### DIRECTIONS FOR THIS TASK
The whole listing that follows should be printed again, unchanged.

### RECORDED DATA
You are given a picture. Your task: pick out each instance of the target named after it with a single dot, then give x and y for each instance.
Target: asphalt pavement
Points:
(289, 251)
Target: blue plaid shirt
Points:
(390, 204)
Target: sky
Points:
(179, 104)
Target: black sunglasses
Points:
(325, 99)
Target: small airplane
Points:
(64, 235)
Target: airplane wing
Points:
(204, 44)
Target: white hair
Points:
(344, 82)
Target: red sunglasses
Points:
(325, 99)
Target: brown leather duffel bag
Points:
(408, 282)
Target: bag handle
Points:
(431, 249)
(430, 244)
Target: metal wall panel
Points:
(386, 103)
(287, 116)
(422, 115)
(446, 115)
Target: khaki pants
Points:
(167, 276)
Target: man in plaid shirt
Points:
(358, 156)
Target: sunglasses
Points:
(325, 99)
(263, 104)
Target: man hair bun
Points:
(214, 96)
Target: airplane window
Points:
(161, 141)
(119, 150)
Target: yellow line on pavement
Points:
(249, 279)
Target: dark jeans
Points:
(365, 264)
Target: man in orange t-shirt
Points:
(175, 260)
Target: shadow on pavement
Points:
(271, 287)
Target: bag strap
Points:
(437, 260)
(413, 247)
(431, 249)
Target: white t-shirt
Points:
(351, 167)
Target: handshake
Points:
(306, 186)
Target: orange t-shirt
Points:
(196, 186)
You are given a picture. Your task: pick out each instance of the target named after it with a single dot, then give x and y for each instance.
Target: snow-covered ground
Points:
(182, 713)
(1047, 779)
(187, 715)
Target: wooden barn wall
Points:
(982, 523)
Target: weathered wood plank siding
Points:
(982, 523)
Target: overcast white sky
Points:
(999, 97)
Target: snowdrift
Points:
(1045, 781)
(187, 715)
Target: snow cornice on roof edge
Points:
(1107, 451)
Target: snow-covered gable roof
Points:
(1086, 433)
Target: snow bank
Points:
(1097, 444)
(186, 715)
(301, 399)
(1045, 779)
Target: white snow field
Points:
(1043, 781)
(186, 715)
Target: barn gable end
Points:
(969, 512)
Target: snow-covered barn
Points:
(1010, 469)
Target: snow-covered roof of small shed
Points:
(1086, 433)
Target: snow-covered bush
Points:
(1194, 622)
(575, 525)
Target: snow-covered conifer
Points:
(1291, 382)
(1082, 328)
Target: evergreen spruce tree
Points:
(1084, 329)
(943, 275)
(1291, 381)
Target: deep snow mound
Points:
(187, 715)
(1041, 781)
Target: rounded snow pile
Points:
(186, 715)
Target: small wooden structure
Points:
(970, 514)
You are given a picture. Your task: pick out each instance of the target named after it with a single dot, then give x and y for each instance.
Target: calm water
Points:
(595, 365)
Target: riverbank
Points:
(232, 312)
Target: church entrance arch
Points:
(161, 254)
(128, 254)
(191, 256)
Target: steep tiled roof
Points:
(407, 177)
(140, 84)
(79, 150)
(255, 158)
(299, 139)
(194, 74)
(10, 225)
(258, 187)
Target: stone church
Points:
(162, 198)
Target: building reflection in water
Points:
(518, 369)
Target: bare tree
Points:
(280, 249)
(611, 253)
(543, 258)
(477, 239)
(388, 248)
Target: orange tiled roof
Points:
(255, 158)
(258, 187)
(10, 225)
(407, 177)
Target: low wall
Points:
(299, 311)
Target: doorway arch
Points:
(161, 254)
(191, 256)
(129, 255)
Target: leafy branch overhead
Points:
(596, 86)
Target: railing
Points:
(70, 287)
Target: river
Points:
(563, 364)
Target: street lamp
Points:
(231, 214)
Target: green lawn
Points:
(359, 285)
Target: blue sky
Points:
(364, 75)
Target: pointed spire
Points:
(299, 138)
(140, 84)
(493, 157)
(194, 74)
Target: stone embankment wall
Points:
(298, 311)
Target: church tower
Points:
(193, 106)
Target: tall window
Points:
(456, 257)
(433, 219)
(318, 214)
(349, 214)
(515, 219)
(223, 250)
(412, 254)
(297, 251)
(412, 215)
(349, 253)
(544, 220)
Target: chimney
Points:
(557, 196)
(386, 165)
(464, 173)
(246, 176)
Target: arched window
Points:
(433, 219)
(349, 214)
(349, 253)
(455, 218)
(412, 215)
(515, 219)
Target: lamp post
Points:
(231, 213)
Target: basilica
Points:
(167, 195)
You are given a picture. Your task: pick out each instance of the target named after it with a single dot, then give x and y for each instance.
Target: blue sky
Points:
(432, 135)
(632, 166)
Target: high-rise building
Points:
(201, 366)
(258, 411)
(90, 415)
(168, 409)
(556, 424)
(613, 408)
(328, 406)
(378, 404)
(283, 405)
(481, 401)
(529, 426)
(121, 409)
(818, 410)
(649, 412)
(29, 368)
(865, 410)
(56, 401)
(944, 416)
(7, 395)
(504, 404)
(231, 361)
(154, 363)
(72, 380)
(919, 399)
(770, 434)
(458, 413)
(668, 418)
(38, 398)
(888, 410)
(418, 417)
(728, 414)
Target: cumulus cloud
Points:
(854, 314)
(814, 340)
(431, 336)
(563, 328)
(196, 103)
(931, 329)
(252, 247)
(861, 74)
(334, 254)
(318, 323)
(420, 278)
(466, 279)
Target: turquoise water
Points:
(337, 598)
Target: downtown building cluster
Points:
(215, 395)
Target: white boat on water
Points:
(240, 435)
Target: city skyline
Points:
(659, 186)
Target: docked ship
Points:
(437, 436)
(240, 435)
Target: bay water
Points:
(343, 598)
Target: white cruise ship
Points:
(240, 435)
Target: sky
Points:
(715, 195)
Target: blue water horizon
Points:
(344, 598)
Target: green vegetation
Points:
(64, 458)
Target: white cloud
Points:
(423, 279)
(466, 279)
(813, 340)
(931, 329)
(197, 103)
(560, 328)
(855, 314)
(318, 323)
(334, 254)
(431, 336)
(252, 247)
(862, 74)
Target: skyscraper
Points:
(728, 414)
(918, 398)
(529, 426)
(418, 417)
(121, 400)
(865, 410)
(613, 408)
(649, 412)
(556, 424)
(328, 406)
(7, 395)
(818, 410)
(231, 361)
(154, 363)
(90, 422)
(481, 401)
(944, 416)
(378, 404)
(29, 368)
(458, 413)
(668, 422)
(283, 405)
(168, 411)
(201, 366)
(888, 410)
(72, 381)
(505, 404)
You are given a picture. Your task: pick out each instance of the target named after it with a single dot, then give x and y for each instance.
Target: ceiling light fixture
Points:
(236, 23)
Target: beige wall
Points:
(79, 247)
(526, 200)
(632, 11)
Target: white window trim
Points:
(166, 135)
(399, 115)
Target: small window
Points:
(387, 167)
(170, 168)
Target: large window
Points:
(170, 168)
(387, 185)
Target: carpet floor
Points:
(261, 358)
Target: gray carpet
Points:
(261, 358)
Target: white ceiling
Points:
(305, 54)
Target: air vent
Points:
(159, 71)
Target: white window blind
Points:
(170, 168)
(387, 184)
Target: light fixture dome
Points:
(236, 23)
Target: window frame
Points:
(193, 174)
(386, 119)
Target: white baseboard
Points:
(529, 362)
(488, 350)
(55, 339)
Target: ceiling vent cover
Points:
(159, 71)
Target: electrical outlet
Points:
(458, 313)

### WRITTEN RESPONSE
You are given a picture. Your task: pick out each instance of the target named after it with a single dot, then give x and y for each instance.
Target: asphalt pavement
Points:
(289, 251)
Target: blue plaid shirt
Points:
(390, 204)
Target: sky
Points:
(179, 104)
Target: black sunglasses
Points:
(325, 99)
Target: small airplane
Points:
(64, 235)
Target: airplane wing
Points:
(204, 44)
Target: white hair
Points:
(344, 82)
Target: red sunglasses
Points:
(325, 99)
Target: brown leather duffel bag
Points:
(408, 282)
Target: bag handle
Points:
(431, 249)
(430, 244)
Target: metal wall panel
Points:
(386, 103)
(287, 116)
(422, 115)
(446, 115)
Target: khaki pants
Points:
(167, 276)
Target: man in plaid shirt
Points:
(358, 156)
Target: sunglasses
Points:
(325, 99)
(263, 104)
Target: man hair bun
Points:
(214, 96)
Target: airplane window
Points:
(161, 141)
(119, 150)
Target: yellow line on pavement
Points:
(249, 279)
Target: dark jeans
Points:
(365, 264)
Target: man in orange t-shirt
Points:
(175, 260)
Target: shadow on pavement
Points:
(271, 287)
Target: bag strap
Points:
(437, 260)
(413, 247)
(431, 249)
Target: white t-shirt
Points:
(351, 167)
Target: handshake
Points:
(306, 186)
Target: orange t-shirt
Points:
(196, 186)
You are given a picture. Your task: pick out each instance of the target named after it with a single dot, then give x and y for each instance.
Target: snow-covered ground
Points:
(182, 713)
(1047, 779)
(187, 715)
Target: wooden barn wall
Points:
(982, 523)
Target: weathered wood plank siding
Points:
(982, 523)
Target: overcast white sky
Points:
(999, 97)
Target: snowdrift
Points:
(1045, 781)
(187, 715)
Target: snow cornice on roof edge
Points:
(1107, 451)
Target: snow-covered gable roof
Points:
(1086, 433)
Target: snow bank
Points:
(1097, 444)
(186, 715)
(301, 399)
(1045, 779)
Target: white snow field
Points:
(1043, 781)
(186, 715)
Target: barn gable end
Points:
(969, 512)
Target: snow-covered barn
Points:
(1010, 469)
Target: snow-covered roof of small shed
Points:
(1086, 433)
Target: snow-covered bush
Points:
(1194, 622)
(575, 525)
Target: snow-covered conifer
Points:
(1291, 382)
(1082, 328)
Target: evergreen spruce tree
Points:
(1084, 329)
(943, 275)
(1291, 381)
Target: deep snow mound
Points:
(187, 715)
(1041, 781)
Target: rounded snow pile
Points:
(186, 715)
Target: small wooden structure
Points:
(970, 514)
You are given a picture. Your task: pick out each instance of the target named after it with a single dot, then give x and y for each instance.
Target: calm water
Points:
(595, 365)
Target: riverbank
Points:
(232, 312)
Target: church entrance arch
Points:
(161, 254)
(128, 254)
(191, 256)
Target: steep tiled roof
Points:
(407, 177)
(140, 84)
(79, 150)
(255, 158)
(299, 139)
(194, 74)
(10, 225)
(258, 187)
Target: stone church
Points:
(162, 198)
Target: building reflection in water
Points:
(518, 369)
Target: bare tree
Points:
(280, 249)
(611, 253)
(543, 258)
(477, 239)
(388, 248)
Target: orange tiled roof
Points:
(255, 158)
(258, 187)
(10, 225)
(407, 177)
Target: low wall
Points:
(299, 311)
Target: doorway arch
Points:
(161, 254)
(191, 256)
(129, 255)
Target: leafy branch overhead
Points:
(596, 86)
Target: railing
Points:
(70, 287)
Target: river
Points:
(563, 364)
Target: street lamp
Points:
(231, 214)
Target: green lawn
Points:
(359, 285)
Target: blue sky
Points:
(364, 75)
Target: pointed spire
Points:
(299, 138)
(140, 84)
(493, 157)
(194, 74)
Target: stone embankment wall
Points:
(298, 311)
Target: church tower
Points:
(193, 106)
Target: tall window
Points:
(456, 257)
(433, 219)
(318, 214)
(349, 214)
(515, 219)
(223, 250)
(412, 254)
(297, 251)
(412, 215)
(349, 253)
(544, 220)
Target: chimney
Points:
(557, 196)
(386, 165)
(464, 173)
(246, 176)
Target: arched window
Points:
(433, 219)
(349, 214)
(349, 253)
(455, 218)
(412, 215)
(515, 219)
Target: lamp post
Points:
(231, 213)
Target: basilica
Points:
(167, 195)
You are given a picture. Your task: pick out each instance of the target named after it with a single dot, then give x and y for each instance.
Target: blue sky
Points:
(432, 135)
(632, 166)
Target: high-rise building
Points:
(201, 366)
(258, 411)
(90, 415)
(168, 409)
(556, 424)
(613, 408)
(328, 406)
(378, 404)
(283, 405)
(481, 401)
(529, 426)
(121, 409)
(818, 410)
(649, 412)
(29, 368)
(865, 410)
(56, 401)
(944, 416)
(7, 395)
(504, 404)
(231, 361)
(154, 363)
(72, 380)
(919, 399)
(770, 434)
(458, 413)
(668, 418)
(38, 398)
(888, 410)
(418, 417)
(728, 414)
Target: cumulus cloud
Points:
(854, 314)
(814, 340)
(431, 336)
(563, 328)
(196, 103)
(931, 329)
(252, 247)
(861, 74)
(334, 254)
(318, 323)
(420, 278)
(466, 279)
Target: turquoise water
Points:
(337, 598)
Target: downtown building cluster
Points:
(215, 395)
Target: white boat on water
Points:
(240, 435)
Target: city skyline
Points:
(659, 186)
Target: docked ship
Points:
(437, 436)
(240, 435)
Target: bay water
Points:
(343, 598)
Target: white cruise ship
Points:
(240, 435)
Target: sky
Points:
(715, 195)
Target: blue water horizon
Points:
(344, 598)
Target: green vegetation
Points:
(64, 458)
Target: white cloud
Points:
(423, 279)
(466, 279)
(813, 340)
(931, 329)
(197, 103)
(560, 328)
(855, 314)
(318, 323)
(334, 254)
(431, 336)
(252, 247)
(862, 74)
Target: skyscraper
Points:
(728, 414)
(918, 398)
(529, 426)
(418, 417)
(121, 400)
(865, 410)
(613, 408)
(649, 412)
(556, 424)
(328, 406)
(7, 395)
(818, 410)
(231, 361)
(154, 363)
(90, 422)
(481, 401)
(944, 416)
(378, 404)
(29, 368)
(458, 413)
(668, 422)
(283, 405)
(168, 411)
(201, 366)
(888, 410)
(72, 381)
(505, 404)
You are given a picture. Your task: pick out each instance of the target named after it with a single dot, then give x and y for each instance.
Target: ceiling light fixture
Points:
(236, 23)
Target: beige wall
Points:
(79, 247)
(526, 200)
(632, 11)
Target: white window trim
Points:
(166, 135)
(399, 115)
Target: small window
Points:
(387, 167)
(170, 168)
Target: large window
Points:
(170, 168)
(387, 185)
Target: carpet floor
Points:
(261, 358)
Target: gray carpet
Points:
(261, 358)
Target: white ceiling
Points:
(305, 54)
Target: air vent
Points:
(159, 71)
Target: white window blind
Points:
(170, 168)
(387, 184)
Target: light fixture dome
Points:
(236, 23)
Target: window frame
Points:
(193, 174)
(386, 119)
Target: white baseboard
Points:
(529, 362)
(488, 350)
(55, 339)
Target: ceiling vent cover
Points:
(159, 71)
Target: electrical outlet
Points:
(458, 313)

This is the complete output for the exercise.